» Task description: Find the line that contains "In this picture, where can the wispy". Output it and every line after it to the end of the records, exactly as they appear.

--- Records for the task Enclosed Below ---

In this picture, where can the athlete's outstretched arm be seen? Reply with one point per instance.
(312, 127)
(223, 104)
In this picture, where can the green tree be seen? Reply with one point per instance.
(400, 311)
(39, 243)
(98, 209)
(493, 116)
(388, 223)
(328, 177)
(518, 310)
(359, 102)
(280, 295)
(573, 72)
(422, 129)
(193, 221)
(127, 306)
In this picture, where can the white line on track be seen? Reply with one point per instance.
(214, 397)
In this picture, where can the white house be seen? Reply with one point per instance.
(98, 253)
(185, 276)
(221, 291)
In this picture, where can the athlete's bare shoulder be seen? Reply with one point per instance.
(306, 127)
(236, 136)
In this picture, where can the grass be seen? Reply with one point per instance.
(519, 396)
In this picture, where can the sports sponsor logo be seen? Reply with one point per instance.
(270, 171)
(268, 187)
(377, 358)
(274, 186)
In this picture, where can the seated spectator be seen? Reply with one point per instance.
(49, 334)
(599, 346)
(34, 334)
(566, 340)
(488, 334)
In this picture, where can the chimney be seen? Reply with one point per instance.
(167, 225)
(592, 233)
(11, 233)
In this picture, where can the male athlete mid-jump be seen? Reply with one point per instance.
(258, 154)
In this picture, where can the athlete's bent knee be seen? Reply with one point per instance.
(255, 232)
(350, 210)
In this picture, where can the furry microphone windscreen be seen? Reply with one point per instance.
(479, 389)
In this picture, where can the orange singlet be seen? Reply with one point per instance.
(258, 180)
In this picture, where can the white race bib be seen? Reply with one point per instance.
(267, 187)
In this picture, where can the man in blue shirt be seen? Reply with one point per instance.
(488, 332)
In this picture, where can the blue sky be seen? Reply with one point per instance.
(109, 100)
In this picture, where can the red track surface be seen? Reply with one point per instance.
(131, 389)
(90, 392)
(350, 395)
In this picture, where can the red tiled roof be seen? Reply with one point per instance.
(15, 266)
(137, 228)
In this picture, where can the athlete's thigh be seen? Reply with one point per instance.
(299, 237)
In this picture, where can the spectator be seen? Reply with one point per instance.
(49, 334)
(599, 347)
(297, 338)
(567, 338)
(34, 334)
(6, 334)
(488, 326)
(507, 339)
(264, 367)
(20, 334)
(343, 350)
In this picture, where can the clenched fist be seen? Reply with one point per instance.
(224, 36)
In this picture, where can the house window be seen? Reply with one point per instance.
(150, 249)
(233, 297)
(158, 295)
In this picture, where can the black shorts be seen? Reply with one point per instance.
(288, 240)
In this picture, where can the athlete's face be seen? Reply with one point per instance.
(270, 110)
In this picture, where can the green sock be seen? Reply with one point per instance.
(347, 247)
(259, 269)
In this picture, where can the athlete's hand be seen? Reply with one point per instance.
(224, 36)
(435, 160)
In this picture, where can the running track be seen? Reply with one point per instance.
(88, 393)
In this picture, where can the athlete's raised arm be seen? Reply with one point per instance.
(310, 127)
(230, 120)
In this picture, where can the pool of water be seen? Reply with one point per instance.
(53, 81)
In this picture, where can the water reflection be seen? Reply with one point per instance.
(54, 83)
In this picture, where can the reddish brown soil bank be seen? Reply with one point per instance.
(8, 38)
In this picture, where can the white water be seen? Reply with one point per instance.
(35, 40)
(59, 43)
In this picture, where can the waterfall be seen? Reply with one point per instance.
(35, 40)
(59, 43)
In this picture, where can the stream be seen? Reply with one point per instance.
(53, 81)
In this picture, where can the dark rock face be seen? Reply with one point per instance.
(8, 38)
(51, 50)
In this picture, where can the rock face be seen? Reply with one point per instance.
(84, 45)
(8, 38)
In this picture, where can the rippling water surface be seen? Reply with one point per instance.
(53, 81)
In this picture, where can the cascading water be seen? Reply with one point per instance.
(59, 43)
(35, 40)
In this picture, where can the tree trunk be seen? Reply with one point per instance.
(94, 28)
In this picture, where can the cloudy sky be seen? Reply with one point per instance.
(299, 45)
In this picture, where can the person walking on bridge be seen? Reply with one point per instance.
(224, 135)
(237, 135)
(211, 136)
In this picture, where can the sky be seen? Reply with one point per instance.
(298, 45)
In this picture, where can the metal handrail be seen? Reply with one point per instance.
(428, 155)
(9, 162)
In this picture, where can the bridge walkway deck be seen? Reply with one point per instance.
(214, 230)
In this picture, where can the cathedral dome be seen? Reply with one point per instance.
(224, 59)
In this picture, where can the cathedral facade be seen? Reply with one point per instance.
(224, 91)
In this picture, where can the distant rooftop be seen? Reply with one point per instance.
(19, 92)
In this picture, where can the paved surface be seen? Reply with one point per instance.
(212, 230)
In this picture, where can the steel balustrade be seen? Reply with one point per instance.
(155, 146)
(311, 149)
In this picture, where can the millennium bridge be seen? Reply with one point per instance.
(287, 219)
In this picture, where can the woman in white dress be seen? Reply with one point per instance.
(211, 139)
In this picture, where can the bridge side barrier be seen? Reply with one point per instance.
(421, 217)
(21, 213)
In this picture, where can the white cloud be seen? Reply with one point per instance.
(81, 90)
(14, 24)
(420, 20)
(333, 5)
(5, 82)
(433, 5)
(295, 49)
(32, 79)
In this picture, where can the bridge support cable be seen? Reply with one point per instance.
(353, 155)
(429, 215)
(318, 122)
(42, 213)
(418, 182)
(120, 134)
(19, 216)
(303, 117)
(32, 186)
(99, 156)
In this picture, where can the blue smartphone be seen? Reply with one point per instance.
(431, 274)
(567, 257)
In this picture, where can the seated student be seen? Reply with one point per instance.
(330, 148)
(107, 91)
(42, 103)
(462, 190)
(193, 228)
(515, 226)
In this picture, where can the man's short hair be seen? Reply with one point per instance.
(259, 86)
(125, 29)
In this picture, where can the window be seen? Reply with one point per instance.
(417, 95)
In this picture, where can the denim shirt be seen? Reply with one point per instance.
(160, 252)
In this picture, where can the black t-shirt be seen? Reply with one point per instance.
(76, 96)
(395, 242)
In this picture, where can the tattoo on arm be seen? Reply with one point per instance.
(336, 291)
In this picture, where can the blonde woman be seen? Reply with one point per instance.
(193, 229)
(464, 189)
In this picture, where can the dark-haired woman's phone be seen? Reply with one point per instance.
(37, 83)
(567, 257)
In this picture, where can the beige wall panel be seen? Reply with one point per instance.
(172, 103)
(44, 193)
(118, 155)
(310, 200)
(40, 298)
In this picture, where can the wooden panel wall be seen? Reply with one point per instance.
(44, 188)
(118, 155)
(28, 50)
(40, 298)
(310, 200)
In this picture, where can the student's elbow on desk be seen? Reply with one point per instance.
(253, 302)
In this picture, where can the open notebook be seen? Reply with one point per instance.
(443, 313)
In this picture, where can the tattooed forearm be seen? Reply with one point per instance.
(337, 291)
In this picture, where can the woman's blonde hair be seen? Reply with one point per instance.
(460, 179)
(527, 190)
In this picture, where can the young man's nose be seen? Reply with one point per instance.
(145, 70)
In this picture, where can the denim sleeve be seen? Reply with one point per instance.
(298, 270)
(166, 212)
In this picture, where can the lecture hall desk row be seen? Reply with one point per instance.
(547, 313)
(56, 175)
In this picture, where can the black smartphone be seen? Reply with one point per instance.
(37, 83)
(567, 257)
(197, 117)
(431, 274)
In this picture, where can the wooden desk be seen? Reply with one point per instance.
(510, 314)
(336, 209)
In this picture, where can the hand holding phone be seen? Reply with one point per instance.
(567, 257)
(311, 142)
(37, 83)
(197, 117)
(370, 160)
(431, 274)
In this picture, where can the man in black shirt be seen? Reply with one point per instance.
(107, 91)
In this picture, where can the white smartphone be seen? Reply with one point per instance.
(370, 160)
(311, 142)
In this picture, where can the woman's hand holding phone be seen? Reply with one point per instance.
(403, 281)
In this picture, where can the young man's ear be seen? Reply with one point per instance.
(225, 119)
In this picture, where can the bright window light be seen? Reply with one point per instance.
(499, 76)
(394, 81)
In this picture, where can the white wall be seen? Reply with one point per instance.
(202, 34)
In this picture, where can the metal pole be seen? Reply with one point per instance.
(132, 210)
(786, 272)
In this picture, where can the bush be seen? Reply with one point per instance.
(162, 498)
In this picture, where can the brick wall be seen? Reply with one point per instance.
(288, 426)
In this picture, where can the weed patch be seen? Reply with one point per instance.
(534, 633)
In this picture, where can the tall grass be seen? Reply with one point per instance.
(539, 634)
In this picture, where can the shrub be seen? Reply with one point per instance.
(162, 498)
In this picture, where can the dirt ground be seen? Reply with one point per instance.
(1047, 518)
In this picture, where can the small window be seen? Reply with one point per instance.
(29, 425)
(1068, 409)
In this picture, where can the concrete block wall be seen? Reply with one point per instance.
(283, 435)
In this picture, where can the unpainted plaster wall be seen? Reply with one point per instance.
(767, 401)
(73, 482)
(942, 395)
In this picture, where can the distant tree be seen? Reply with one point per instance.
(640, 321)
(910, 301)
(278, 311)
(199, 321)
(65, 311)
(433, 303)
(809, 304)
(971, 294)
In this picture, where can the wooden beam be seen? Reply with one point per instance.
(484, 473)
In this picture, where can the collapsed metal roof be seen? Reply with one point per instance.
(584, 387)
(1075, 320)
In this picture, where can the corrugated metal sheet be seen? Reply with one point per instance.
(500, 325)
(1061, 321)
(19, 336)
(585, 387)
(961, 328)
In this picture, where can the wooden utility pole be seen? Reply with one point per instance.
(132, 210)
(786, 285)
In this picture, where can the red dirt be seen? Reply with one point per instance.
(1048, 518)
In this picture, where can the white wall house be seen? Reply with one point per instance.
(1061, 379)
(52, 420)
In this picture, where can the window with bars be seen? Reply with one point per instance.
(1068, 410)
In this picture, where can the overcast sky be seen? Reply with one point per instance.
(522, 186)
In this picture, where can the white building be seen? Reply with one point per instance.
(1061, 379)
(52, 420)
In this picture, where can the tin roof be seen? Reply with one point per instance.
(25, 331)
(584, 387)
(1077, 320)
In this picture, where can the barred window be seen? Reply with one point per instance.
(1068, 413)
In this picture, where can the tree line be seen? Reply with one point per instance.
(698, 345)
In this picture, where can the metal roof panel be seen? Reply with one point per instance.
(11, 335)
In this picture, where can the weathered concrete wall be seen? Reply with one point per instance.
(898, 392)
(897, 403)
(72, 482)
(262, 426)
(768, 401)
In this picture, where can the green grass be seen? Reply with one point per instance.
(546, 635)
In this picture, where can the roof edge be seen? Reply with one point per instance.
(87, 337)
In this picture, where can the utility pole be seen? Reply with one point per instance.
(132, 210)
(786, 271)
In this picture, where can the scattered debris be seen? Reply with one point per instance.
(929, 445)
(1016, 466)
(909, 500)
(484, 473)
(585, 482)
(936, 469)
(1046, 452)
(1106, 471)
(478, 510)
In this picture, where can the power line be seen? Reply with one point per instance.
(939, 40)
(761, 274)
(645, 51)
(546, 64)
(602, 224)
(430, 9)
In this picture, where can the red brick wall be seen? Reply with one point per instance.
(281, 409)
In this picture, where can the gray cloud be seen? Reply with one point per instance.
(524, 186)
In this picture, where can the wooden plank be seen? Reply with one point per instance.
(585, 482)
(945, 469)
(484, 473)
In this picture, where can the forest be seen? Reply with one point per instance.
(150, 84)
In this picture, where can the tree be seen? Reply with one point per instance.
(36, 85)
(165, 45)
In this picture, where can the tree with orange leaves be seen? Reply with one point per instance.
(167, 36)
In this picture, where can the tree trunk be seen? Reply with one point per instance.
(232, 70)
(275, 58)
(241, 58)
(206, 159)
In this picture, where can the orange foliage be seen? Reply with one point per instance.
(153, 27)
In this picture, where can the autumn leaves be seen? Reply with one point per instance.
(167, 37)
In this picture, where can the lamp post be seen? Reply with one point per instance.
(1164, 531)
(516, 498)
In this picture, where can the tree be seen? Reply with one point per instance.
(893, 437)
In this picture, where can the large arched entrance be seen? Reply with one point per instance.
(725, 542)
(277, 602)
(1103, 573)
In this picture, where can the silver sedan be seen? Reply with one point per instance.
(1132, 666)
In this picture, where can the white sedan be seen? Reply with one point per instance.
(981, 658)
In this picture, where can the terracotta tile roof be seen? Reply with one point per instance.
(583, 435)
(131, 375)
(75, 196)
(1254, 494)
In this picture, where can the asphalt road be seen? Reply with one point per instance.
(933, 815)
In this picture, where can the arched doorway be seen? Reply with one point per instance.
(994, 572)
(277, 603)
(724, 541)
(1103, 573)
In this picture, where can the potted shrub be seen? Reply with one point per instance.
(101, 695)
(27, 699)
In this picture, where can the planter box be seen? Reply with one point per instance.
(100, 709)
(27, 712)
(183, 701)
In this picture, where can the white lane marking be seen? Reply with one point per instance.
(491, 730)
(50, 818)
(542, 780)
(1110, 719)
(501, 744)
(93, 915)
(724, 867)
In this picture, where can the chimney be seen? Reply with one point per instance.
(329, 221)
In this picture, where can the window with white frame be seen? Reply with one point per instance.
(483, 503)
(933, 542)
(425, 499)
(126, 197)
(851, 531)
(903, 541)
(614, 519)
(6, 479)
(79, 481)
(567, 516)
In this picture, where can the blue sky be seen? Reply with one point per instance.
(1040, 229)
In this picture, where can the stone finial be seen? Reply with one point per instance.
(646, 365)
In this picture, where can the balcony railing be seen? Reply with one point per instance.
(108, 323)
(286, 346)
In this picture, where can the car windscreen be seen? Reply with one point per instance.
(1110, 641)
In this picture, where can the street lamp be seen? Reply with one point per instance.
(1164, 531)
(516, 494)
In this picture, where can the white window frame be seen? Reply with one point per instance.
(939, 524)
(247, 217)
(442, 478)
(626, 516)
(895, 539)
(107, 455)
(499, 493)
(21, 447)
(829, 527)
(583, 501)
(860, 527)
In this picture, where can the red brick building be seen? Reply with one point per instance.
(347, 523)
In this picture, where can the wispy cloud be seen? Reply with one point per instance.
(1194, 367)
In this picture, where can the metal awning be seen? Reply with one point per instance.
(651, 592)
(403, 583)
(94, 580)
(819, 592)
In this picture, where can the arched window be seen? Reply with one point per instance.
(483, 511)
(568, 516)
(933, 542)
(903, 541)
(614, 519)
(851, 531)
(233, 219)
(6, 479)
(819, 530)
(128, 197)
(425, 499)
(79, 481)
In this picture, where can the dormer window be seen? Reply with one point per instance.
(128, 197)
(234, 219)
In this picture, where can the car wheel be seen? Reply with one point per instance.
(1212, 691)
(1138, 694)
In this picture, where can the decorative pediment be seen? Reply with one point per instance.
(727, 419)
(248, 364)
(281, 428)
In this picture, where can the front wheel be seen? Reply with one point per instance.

--- End of Enclosed Records for the task ---

» Solution to the exercise:
In this picture, where can the wispy cloud be seen? Reply with one point per instance.
(1194, 367)
In this picture, where can the metal awning be seen? Reply with one point per instance.
(651, 592)
(403, 583)
(94, 580)
(819, 592)
In this picture, where can the arched window be seen? Reply with one point per instance.
(483, 511)
(568, 516)
(933, 542)
(903, 541)
(614, 519)
(851, 531)
(233, 219)
(6, 479)
(819, 530)
(128, 197)
(425, 499)
(79, 481)
In this picture, where can the dormer window be seen? Reply with one point per instance.
(128, 197)
(234, 219)
In this picture, where can the car wheel be seen? Reply with one point per instance.
(1212, 691)
(1138, 694)
In this picture, where can the decorative pediment be seen? Reply with one point per instance.
(727, 419)
(248, 364)
(281, 428)
In this picture, where can the front wheel be seen? Reply with one point per instance.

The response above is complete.